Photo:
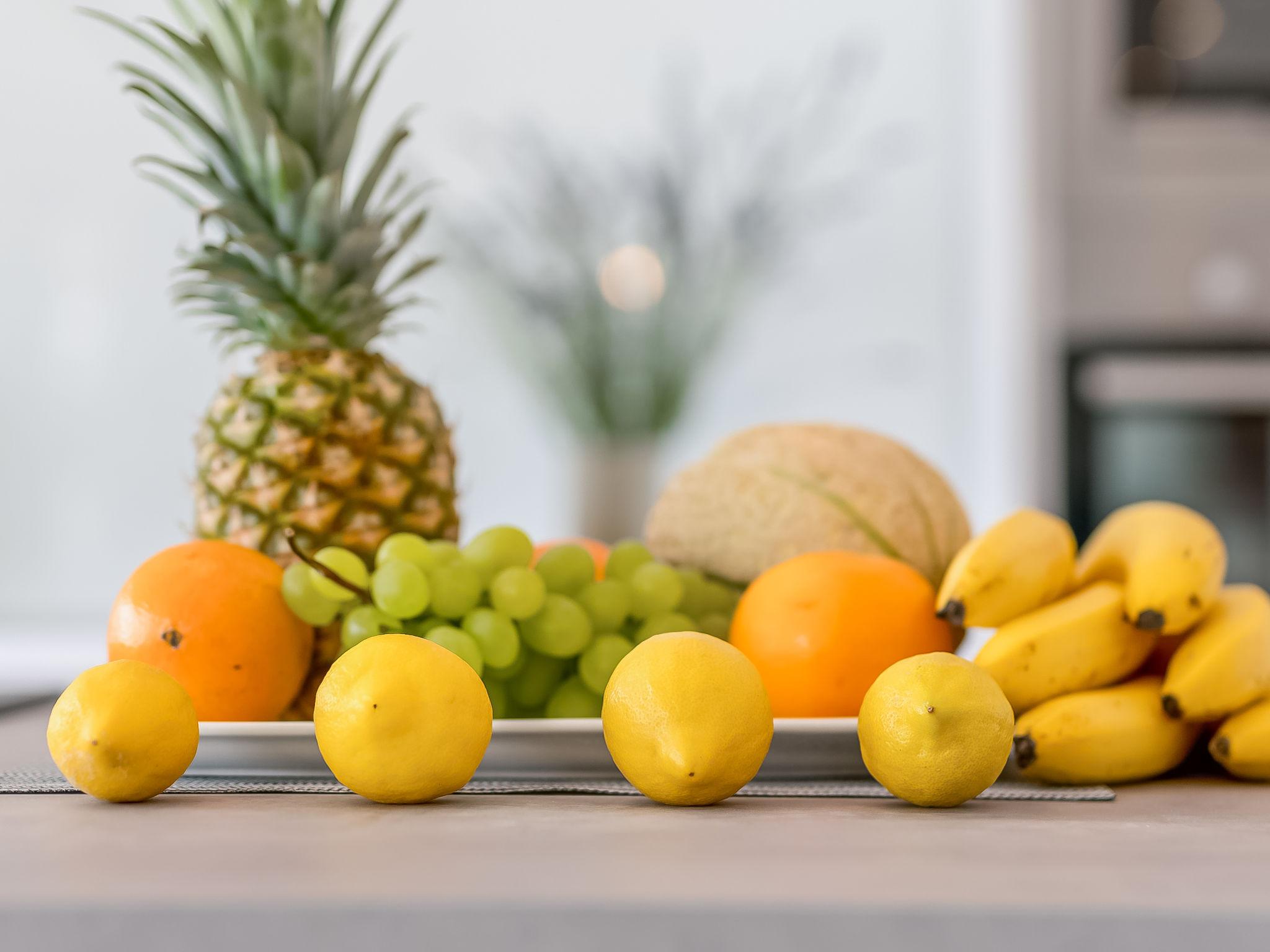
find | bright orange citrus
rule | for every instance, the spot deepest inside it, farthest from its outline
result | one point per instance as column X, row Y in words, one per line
column 213, row 616
column 822, row 626
column 598, row 551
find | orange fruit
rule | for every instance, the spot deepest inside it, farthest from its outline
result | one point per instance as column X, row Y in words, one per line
column 598, row 551
column 213, row 616
column 822, row 626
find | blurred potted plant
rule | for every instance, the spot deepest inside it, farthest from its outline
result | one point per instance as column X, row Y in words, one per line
column 619, row 276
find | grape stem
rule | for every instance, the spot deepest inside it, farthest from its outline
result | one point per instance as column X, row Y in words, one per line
column 290, row 535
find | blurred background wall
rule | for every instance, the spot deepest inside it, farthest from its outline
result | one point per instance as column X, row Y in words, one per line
column 904, row 318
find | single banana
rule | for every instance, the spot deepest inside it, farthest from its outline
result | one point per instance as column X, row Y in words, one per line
column 1108, row 735
column 1078, row 643
column 1170, row 559
column 1225, row 664
column 1020, row 564
column 1242, row 743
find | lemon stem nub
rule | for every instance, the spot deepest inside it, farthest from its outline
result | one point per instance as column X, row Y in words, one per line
column 954, row 614
column 1025, row 752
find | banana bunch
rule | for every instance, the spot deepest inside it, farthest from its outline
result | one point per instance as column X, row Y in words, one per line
column 1117, row 656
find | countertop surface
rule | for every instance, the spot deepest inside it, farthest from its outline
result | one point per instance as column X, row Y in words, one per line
column 1180, row 863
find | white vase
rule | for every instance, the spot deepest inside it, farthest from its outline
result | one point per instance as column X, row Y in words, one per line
column 616, row 488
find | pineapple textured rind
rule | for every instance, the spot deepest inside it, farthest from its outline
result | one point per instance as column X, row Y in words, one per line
column 339, row 446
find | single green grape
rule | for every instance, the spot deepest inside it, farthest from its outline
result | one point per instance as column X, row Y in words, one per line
column 566, row 569
column 460, row 643
column 664, row 622
column 345, row 564
column 607, row 603
column 714, row 624
column 404, row 547
column 455, row 589
column 536, row 679
column 401, row 589
column 625, row 558
column 654, row 588
column 517, row 592
column 365, row 622
column 304, row 599
column 497, row 549
column 497, row 692
column 573, row 700
column 506, row 674
column 597, row 663
column 495, row 633
column 561, row 630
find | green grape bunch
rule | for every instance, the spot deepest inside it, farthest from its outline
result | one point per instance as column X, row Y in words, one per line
column 544, row 635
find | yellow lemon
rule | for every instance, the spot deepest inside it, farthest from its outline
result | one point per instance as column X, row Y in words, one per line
column 123, row 731
column 687, row 719
column 402, row 720
column 935, row 730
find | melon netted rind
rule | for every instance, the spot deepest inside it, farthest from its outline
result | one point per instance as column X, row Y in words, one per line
column 775, row 491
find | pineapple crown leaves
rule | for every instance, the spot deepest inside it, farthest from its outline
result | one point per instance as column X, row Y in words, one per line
column 269, row 110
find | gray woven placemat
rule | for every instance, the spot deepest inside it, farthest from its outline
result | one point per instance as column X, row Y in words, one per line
column 47, row 782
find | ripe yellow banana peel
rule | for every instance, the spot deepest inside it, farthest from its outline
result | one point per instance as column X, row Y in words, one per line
column 1242, row 743
column 1170, row 559
column 1225, row 664
column 1018, row 565
column 1108, row 735
column 1078, row 643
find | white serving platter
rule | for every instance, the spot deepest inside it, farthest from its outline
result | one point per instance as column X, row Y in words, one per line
column 561, row 749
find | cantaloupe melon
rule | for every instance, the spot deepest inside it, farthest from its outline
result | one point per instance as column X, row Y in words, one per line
column 770, row 493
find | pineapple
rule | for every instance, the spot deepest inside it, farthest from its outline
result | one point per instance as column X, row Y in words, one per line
column 296, row 258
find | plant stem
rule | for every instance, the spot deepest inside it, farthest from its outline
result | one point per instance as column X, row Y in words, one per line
column 290, row 535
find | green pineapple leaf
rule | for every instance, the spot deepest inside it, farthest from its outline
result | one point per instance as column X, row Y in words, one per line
column 266, row 106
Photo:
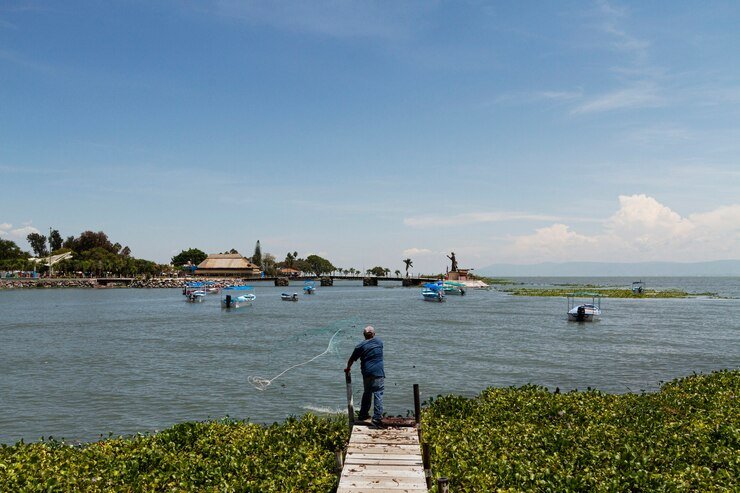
========================================
● **Activity**
The answer consists of every line above in which the word "stem" occurs.

● **Output of the task**
find | grape stem
find | lemon stem nub
find | plant stem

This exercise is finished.